Liste todas as linhas da listagem em que aparece a palavra "instance".

━━━ Material fornecido

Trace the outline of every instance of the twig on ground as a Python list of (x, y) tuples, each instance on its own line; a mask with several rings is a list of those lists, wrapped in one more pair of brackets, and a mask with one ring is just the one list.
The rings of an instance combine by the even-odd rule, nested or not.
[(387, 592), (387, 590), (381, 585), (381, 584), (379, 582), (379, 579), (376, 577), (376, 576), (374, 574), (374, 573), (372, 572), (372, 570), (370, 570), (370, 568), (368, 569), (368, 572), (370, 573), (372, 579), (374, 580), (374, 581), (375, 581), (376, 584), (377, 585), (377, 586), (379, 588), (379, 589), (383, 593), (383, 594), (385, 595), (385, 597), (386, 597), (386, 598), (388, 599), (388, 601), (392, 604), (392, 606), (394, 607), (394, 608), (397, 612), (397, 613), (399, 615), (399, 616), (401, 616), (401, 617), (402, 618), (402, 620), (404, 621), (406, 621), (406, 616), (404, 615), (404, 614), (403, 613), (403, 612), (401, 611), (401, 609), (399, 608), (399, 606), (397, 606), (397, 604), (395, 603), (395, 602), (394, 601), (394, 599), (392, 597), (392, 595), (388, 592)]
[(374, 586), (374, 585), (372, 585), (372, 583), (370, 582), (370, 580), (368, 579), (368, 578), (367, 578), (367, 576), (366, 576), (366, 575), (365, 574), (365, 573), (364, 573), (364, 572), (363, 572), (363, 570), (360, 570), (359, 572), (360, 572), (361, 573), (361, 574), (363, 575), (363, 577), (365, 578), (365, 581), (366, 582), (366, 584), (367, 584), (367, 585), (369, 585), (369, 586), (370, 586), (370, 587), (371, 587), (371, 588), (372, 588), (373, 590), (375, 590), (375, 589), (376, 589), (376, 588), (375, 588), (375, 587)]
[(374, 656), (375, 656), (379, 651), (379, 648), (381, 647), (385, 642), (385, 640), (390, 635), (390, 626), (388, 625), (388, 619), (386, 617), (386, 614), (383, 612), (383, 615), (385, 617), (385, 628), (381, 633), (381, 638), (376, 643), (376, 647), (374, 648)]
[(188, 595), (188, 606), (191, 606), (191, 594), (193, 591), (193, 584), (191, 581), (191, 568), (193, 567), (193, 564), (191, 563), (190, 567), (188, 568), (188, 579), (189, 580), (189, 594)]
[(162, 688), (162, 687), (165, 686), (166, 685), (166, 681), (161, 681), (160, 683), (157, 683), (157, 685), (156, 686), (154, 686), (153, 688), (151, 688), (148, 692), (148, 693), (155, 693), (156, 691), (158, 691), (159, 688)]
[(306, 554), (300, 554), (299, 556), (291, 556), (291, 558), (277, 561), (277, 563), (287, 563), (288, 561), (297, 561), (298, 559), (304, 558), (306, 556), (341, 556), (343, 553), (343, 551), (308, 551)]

━━━━━━

* [Solução escrita]
Trace the outline of every instance of the twig on ground as a Python list of (x, y) tuples, each instance on its own line; a mask with several rings is a list of those lists, wrapped in one more pair of brackets, and a mask with one ring is just the one list.
The rings of an instance combine by the even-odd rule, nested or not.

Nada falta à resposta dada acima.